DECISÃO – 1002179-58.2024.8.11.0003
Segundo a ação da Defensoria, o laudo emitido pela psiquiatra, utilizado pelo médico perito do Município para declará-la inapta, foi interpretado de forma errônea, fora do contexto, sem considerar a parte mais importante, ou seja, o parecer final.
De acordo com a decisão do juiz Francisco Rogério Barros, a autora exerce a função de professora desde o ano de 2020, mediante contratos temporários com a rede pública de ensino estadual e municipal em Jaciara e Dom Aquino. Ou seja, o ambiente escolar, incluindo os eventos e atividades inerentes à função de Pedagoga, não é uma novidade no cotidiano da autora, tampouco representa um obstáculo para sua atuação profissional, considerando o tempo que já trabalha como Professora.

Questão 1:
De acordo com o texto sobre a decisão judicial, desde que ano a autora exerce a função de professora?
Questão 2:
Escreva a parte seguinte do texto sobre a decisão judicial, começando logo após a última frase apresentada.
As entradas a seguir não são necessárias.

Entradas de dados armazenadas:
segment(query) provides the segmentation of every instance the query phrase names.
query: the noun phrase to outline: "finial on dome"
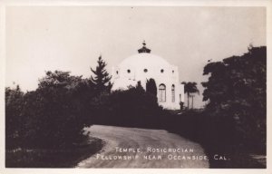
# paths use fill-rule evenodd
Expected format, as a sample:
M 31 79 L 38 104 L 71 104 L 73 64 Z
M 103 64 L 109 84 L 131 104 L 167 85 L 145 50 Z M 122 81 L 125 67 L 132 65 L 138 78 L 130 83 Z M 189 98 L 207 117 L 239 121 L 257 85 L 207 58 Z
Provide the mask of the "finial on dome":
M 142 47 L 138 50 L 139 53 L 150 53 L 151 52 L 151 50 L 148 49 L 145 45 L 146 45 L 145 41 L 143 41 Z

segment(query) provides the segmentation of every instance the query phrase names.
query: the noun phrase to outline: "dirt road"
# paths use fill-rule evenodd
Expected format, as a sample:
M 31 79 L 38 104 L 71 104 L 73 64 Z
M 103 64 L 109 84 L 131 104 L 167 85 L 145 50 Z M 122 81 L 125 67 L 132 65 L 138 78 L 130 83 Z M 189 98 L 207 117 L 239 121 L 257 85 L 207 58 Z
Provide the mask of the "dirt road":
M 94 125 L 86 130 L 105 146 L 77 168 L 209 168 L 199 144 L 163 130 Z

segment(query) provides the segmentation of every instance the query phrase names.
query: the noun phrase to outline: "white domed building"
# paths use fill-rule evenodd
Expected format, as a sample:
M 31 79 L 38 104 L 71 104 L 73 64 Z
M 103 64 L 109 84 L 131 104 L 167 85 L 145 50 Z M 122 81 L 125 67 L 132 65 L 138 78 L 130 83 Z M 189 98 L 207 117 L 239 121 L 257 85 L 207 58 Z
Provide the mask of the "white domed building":
M 159 104 L 170 110 L 180 109 L 180 102 L 184 102 L 184 86 L 180 82 L 178 67 L 151 54 L 145 43 L 142 44 L 139 53 L 112 68 L 112 91 L 127 90 L 129 86 L 136 86 L 139 81 L 145 89 L 147 80 L 152 78 L 157 85 Z

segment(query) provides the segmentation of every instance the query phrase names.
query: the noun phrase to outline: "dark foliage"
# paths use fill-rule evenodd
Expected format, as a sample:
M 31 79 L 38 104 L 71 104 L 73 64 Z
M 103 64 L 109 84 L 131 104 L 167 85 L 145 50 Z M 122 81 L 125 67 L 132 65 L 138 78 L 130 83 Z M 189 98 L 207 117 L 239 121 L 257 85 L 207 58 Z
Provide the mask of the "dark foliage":
M 5 147 L 10 149 L 22 141 L 23 109 L 24 92 L 20 87 L 5 88 Z
M 87 80 L 67 72 L 46 72 L 36 91 L 23 95 L 19 88 L 6 89 L 5 93 L 6 149 L 58 149 L 85 140 L 83 129 L 90 125 L 91 117 L 87 102 L 94 95 Z M 20 141 L 15 140 L 16 136 Z
M 199 91 L 197 87 L 197 82 L 182 82 L 181 84 L 184 84 L 184 93 L 187 94 L 187 109 L 189 109 L 189 94 L 198 93 L 199 94 Z M 192 99 L 192 106 L 193 106 L 193 99 Z M 192 107 L 193 108 L 193 107 Z
M 210 74 L 209 82 L 202 82 L 208 115 L 228 121 L 228 137 L 236 135 L 248 149 L 265 151 L 267 48 L 249 47 L 244 55 L 209 63 L 203 74 Z
M 92 105 L 97 123 L 127 127 L 158 127 L 160 123 L 154 120 L 162 111 L 157 98 L 146 92 L 140 82 L 127 91 L 101 93 Z

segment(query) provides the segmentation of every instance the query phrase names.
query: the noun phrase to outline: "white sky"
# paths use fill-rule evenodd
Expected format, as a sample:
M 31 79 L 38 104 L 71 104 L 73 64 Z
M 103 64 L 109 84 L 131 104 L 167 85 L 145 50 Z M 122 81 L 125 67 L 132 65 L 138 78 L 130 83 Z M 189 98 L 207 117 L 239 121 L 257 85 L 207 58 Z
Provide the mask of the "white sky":
M 112 72 L 145 40 L 151 53 L 179 67 L 180 82 L 197 82 L 202 93 L 209 59 L 266 45 L 266 8 L 9 6 L 5 31 L 5 86 L 34 90 L 48 70 L 89 77 L 100 54 Z M 195 97 L 195 105 L 201 101 Z

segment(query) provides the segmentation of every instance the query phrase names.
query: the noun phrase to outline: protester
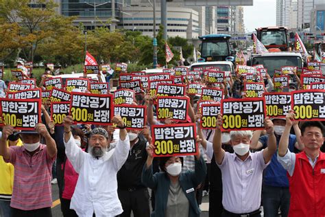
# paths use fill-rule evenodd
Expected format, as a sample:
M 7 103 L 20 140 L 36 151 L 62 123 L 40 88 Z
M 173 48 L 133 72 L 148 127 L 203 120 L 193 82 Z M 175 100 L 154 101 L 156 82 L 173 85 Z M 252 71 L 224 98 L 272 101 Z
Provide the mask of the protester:
M 289 216 L 324 216 L 325 155 L 320 152 L 324 127 L 320 122 L 305 122 L 301 126 L 304 150 L 295 154 L 288 150 L 293 111 L 286 117 L 286 125 L 279 142 L 278 160 L 288 172 L 291 194 Z
M 272 119 L 274 126 L 274 133 L 276 138 L 276 145 L 278 146 L 280 138 L 285 130 L 285 119 Z M 298 150 L 304 150 L 304 145 L 300 140 L 300 129 L 298 122 L 293 122 L 295 134 L 290 134 L 289 138 L 289 148 L 293 152 L 295 147 Z M 260 150 L 267 147 L 268 135 L 260 137 L 262 130 L 255 130 L 250 144 L 250 148 Z M 259 141 L 258 141 L 259 138 Z M 290 192 L 289 192 L 289 181 L 287 177 L 287 171 L 280 164 L 277 159 L 277 154 L 274 153 L 270 164 L 264 172 L 262 198 L 264 216 L 276 216 L 280 209 L 281 216 L 288 216 L 290 204 Z
M 120 128 L 116 148 L 106 152 L 110 144 L 108 133 L 102 128 L 93 129 L 88 140 L 88 152 L 75 144 L 71 134 L 71 116 L 64 119 L 65 152 L 79 174 L 70 208 L 79 216 L 114 216 L 123 212 L 117 195 L 117 174 L 125 162 L 130 141 L 125 125 L 120 116 L 112 122 Z
M 16 133 L 16 132 L 15 132 Z M 0 137 L 1 137 L 0 136 Z M 22 141 L 18 133 L 13 133 L 8 137 L 7 146 L 21 146 Z M 14 165 L 5 163 L 0 156 L 0 216 L 10 217 L 10 199 L 14 185 Z
M 141 182 L 141 172 L 147 161 L 147 145 L 152 142 L 149 129 L 139 133 L 129 130 L 130 150 L 124 165 L 117 173 L 119 198 L 123 207 L 120 216 L 135 217 L 150 216 L 148 189 Z
M 38 124 L 36 131 L 22 131 L 23 146 L 7 147 L 7 139 L 14 133 L 10 125 L 3 128 L 0 155 L 15 168 L 10 202 L 12 216 L 51 216 L 51 178 L 56 156 L 56 142 L 45 125 Z M 40 144 L 40 136 L 46 146 Z
M 261 216 L 263 171 L 276 150 L 273 123 L 268 118 L 265 119 L 265 130 L 269 135 L 267 148 L 254 153 L 249 151 L 252 136 L 250 130 L 231 131 L 230 143 L 234 153 L 230 154 L 221 148 L 221 119 L 219 114 L 213 138 L 213 151 L 222 175 L 224 207 L 222 216 Z
M 182 157 L 174 156 L 162 157 L 159 163 L 162 172 L 153 174 L 154 149 L 152 144 L 147 148 L 148 157 L 142 172 L 143 183 L 155 190 L 155 211 L 152 216 L 200 216 L 195 188 L 206 174 L 200 154 L 195 155 L 195 171 L 181 173 Z

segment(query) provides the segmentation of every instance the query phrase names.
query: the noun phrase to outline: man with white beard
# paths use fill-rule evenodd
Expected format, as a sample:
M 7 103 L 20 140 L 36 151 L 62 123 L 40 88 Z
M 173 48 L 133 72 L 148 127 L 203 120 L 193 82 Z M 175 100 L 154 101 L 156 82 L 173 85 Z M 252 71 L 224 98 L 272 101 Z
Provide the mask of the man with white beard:
M 71 116 L 64 119 L 65 152 L 79 178 L 71 198 L 70 209 L 79 216 L 115 216 L 123 212 L 117 195 L 117 174 L 128 158 L 130 140 L 121 116 L 112 119 L 120 128 L 116 148 L 107 152 L 108 133 L 102 128 L 91 131 L 88 153 L 75 144 L 71 134 L 73 121 Z

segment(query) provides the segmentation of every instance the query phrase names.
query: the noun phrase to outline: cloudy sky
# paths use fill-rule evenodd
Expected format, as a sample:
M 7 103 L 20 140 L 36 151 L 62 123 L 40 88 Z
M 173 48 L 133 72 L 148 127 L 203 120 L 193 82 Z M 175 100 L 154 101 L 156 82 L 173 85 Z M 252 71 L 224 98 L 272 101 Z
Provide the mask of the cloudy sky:
M 248 32 L 258 27 L 276 25 L 276 0 L 254 0 L 253 6 L 243 8 L 245 27 Z

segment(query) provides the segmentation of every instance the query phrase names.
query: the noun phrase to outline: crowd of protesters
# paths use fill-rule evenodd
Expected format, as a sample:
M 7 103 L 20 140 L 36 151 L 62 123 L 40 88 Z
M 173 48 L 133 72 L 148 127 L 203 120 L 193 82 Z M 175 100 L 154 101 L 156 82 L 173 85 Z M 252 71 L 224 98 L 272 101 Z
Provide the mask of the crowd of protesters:
M 243 98 L 244 80 L 217 85 L 225 98 Z M 195 82 L 216 86 L 205 78 Z M 264 83 L 266 91 L 275 91 L 268 75 Z M 300 86 L 295 73 L 289 89 L 278 91 Z M 0 95 L 6 91 L 1 80 Z M 176 122 L 157 120 L 155 97 L 145 91 L 134 102 L 147 106 L 141 130 L 127 130 L 119 115 L 112 119 L 115 128 L 74 124 L 71 116 L 56 126 L 49 103 L 34 130 L 3 126 L 0 216 L 51 216 L 53 163 L 64 216 L 200 216 L 203 195 L 209 216 L 325 216 L 322 122 L 295 121 L 290 111 L 285 118 L 265 118 L 264 130 L 221 132 L 219 114 L 215 129 L 201 129 L 200 98 L 188 97 L 187 122 L 197 123 L 195 156 L 154 157 L 150 126 Z

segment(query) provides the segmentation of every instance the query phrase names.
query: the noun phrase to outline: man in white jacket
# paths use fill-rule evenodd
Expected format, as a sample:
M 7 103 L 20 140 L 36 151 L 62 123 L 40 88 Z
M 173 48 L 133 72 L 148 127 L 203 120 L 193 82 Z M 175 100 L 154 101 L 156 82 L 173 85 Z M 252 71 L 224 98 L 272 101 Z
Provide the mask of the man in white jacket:
M 91 132 L 88 153 L 76 145 L 71 132 L 72 117 L 64 119 L 65 152 L 73 168 L 79 173 L 70 209 L 79 216 L 115 216 L 123 212 L 117 195 L 117 174 L 125 162 L 130 150 L 130 141 L 125 126 L 120 116 L 112 122 L 119 130 L 116 148 L 107 152 L 110 138 L 106 130 L 96 128 Z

Resposta 1:
Desde o ano de 2020.

Resposta 2:
“Nesse contexto, conclui-se pela presença da probabilidade do direito alegado, a ensejar o deferimento da tutela para que a autora seja submetida a nova perícia médica, pelo Departamento de Saúde Ocupacional e Perícia Médica (DESOPEM) da Prefeitura Municipal de Rondonópolis, bem como para resguardar a vaga dela no certame, até o julgamento da demanda”, diz trecho da decisão.
O defensor público Valdenir Pereira, responsável pelo caso, afirma que a liminar é positiva, uma vez que o juiz, acolheu os argumentos apresentados e, destacou em sua decisão a Lei Brasileira de Inclusão da Pessoa com Deficiência – Estatuto da Pessoa com Deficiência (Lei nº 13.146/2015) e o Estatuto das Pessoas Portadoras de Necessidades Especiais no âmbito do Estado de Mato Grosso – Lei Complementar nº 114, de 25 de novembro de 2002, que dispõe sobre que a compatibilidade entre a deficiência e as tarefas a serem desempenhadas pelo candidato devem ser aferidas por equipe multiprofissional durante o período de estágio probatório.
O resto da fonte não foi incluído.